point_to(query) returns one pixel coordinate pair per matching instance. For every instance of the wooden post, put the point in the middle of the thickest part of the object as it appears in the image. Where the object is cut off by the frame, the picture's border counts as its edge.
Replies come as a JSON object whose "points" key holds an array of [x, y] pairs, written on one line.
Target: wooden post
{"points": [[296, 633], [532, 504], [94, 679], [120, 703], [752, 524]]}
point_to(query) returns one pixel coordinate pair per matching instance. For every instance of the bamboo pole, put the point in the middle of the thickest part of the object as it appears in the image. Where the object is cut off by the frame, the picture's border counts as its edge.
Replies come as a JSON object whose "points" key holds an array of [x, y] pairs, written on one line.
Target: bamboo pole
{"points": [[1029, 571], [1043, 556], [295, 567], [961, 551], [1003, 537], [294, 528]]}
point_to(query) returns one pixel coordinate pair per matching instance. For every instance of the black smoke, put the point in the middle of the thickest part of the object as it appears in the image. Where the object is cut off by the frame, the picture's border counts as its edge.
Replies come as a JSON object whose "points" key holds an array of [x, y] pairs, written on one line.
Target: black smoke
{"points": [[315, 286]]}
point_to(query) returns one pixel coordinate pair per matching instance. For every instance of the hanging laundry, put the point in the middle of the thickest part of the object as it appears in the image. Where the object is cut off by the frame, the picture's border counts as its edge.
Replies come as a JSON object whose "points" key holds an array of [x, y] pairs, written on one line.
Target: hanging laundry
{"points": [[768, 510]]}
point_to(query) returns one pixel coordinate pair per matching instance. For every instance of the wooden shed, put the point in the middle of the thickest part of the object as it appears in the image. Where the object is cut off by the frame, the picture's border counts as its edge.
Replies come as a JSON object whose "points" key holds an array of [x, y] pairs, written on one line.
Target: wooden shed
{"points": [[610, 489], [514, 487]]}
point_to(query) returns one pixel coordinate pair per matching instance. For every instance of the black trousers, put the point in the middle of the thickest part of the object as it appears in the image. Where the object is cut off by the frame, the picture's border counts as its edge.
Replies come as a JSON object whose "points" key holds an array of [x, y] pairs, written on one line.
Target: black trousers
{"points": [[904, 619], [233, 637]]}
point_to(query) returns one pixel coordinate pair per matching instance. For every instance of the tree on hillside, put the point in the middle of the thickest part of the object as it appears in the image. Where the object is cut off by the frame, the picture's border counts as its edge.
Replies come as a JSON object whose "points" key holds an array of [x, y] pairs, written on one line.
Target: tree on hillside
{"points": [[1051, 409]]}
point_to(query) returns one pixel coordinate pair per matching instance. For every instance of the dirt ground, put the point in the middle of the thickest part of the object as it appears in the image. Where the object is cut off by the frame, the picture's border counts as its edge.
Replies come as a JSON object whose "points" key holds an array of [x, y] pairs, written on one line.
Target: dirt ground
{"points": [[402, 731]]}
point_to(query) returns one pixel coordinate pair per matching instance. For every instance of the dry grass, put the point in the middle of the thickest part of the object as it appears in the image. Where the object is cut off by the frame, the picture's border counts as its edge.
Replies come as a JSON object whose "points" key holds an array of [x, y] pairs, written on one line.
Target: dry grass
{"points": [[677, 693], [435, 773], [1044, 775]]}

________________________

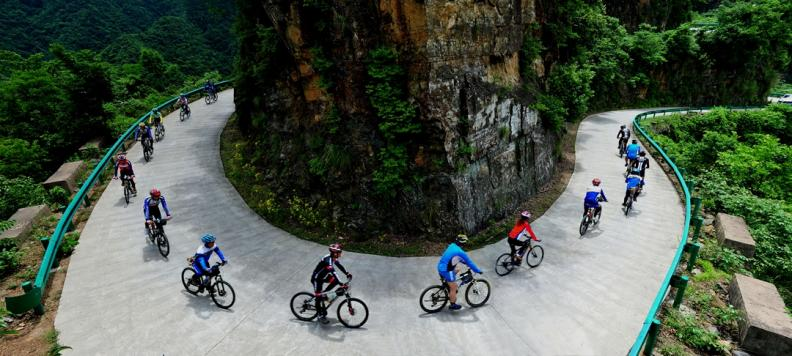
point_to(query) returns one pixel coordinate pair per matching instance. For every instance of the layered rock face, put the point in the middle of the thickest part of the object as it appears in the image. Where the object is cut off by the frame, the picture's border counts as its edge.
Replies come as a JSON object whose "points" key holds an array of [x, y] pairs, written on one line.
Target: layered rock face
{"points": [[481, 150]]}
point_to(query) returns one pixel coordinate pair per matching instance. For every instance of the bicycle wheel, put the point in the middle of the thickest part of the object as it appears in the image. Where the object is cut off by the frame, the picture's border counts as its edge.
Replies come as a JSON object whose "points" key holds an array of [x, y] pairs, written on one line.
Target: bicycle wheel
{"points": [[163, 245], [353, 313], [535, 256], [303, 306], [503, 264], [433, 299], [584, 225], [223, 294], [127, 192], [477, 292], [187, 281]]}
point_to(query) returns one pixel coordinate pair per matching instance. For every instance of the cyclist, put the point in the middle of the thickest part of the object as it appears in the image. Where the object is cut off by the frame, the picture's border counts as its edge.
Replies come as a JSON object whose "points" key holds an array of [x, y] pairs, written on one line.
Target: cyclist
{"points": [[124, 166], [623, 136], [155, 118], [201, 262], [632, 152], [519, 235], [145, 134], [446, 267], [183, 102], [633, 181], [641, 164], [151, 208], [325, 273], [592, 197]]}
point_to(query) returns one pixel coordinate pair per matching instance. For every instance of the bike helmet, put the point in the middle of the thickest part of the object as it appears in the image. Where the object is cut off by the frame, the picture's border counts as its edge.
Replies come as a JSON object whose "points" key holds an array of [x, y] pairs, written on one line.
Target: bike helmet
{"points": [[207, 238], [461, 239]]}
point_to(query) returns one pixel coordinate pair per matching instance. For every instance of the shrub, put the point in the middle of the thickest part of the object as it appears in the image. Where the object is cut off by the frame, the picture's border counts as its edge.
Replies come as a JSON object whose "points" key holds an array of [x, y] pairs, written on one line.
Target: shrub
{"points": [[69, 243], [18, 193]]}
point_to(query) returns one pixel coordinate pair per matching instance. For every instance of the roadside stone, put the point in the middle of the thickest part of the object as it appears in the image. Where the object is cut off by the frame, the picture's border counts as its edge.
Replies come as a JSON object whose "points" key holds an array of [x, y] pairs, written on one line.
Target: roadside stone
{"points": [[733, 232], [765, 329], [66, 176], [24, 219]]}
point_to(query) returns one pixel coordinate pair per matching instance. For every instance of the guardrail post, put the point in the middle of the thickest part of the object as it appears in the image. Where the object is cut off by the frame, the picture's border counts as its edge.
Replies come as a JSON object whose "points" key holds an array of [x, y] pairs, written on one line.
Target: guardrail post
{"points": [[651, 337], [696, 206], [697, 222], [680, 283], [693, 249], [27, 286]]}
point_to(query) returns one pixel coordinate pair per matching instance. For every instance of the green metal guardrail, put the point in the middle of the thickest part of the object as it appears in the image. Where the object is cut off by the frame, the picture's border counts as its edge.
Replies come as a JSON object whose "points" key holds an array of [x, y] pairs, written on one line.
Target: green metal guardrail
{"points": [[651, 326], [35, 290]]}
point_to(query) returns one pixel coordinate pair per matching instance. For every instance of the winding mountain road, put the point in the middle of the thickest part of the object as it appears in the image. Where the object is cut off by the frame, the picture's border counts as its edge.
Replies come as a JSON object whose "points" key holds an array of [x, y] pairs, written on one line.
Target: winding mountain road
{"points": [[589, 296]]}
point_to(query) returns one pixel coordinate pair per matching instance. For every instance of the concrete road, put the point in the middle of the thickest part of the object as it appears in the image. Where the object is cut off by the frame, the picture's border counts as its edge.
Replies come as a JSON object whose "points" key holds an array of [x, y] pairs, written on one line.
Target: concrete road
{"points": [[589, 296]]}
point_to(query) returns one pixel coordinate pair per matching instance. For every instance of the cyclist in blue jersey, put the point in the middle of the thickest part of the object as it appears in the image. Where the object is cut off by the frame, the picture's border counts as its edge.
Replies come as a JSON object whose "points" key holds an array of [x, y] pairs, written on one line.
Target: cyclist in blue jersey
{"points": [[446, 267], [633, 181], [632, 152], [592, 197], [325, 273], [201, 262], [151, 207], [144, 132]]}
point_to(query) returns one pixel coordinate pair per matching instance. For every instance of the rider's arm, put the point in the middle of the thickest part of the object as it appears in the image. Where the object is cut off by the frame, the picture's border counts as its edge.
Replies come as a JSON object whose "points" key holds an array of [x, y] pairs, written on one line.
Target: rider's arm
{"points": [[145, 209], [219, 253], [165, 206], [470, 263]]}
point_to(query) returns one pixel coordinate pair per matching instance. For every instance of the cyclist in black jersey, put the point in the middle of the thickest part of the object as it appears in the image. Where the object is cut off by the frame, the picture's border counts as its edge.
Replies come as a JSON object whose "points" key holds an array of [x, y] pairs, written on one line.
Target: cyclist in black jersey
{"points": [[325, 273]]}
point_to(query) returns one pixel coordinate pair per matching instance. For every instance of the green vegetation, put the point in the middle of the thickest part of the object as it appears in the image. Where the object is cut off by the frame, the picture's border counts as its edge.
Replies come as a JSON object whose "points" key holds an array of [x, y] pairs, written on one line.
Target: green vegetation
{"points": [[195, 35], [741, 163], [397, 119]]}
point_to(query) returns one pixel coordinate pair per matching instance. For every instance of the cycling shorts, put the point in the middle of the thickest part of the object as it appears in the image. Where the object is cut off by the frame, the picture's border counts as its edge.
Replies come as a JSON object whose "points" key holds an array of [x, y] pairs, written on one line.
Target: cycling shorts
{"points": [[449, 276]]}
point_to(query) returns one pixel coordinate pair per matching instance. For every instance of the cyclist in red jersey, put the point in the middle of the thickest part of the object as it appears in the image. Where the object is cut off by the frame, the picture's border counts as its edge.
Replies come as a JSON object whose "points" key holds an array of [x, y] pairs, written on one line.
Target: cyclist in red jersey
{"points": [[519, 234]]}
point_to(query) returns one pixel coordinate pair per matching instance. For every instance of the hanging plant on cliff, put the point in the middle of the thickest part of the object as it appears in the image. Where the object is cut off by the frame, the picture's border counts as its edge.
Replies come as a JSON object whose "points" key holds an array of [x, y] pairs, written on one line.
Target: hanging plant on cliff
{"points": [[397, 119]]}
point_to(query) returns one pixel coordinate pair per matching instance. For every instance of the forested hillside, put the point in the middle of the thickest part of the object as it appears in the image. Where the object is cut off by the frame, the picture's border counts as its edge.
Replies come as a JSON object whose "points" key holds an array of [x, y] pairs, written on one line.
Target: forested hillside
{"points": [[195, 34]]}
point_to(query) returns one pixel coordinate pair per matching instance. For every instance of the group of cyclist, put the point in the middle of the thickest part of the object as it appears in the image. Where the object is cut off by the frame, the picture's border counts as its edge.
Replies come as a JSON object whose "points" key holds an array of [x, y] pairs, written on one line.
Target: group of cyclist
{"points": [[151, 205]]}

________________________

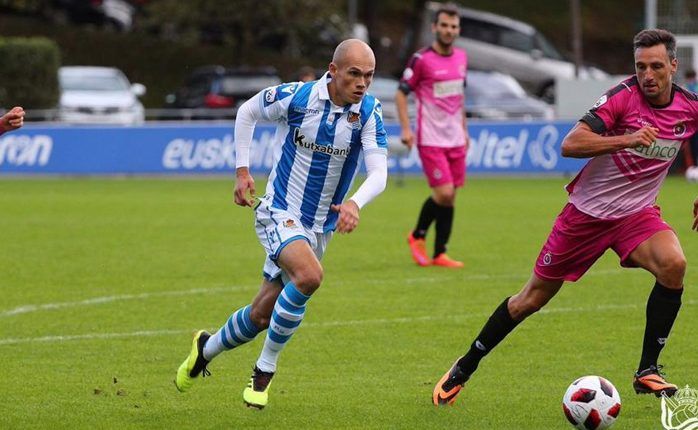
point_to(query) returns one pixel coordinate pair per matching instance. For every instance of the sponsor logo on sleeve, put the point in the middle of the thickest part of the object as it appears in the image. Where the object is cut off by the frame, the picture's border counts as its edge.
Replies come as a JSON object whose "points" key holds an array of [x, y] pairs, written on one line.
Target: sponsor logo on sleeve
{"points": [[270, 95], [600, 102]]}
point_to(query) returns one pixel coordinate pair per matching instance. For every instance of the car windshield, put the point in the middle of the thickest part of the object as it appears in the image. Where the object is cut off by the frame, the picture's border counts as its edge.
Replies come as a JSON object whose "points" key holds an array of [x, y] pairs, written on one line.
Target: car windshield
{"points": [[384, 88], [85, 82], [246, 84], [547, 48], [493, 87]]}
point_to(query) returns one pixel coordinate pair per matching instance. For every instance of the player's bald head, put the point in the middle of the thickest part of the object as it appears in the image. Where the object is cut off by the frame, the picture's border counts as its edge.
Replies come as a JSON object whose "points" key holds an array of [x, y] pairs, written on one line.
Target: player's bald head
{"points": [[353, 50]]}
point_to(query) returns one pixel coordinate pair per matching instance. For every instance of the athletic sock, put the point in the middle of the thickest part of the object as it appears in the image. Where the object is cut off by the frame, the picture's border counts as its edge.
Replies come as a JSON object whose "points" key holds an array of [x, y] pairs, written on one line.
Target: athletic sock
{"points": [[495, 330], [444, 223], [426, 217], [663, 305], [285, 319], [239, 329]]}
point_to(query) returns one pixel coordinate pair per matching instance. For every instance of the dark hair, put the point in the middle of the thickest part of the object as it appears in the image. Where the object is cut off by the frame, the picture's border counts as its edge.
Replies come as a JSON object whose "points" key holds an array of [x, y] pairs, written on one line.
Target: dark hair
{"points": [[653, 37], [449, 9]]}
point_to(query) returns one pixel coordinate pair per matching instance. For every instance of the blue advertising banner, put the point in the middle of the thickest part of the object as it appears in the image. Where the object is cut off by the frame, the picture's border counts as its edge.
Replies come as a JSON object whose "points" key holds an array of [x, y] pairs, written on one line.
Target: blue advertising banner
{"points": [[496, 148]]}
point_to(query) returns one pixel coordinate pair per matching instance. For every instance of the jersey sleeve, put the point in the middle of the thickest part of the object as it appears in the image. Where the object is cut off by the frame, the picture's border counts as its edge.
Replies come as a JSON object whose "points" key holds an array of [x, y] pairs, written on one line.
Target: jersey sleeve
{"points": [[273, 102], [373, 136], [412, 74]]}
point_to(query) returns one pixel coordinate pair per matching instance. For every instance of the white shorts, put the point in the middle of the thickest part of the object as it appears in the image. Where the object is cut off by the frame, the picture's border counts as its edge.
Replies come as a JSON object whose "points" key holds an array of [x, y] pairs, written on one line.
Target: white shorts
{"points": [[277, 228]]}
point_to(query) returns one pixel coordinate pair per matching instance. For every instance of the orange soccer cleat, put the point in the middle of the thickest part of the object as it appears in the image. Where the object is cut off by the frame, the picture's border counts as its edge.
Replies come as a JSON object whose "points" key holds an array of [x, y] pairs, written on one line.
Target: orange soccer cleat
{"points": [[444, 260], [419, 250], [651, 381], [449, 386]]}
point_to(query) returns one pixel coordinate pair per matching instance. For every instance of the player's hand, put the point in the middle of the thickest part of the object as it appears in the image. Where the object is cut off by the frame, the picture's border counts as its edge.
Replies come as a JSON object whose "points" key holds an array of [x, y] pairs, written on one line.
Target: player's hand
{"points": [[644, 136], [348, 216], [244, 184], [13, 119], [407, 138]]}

________________________

Do this: Show every line above that contains the string "laundry", copying each one in full. Case counts, so a line with different capitalization does not match.

Output:
point_to(query) returns one pixel coordinate pair per matching instance. For every instance of the hanging laundry, put the point in the middle of the thickest part of the object as it appears in the image. Where the object is cut off by the frame, the picture's border counts as its edge.
Target: hanging laundry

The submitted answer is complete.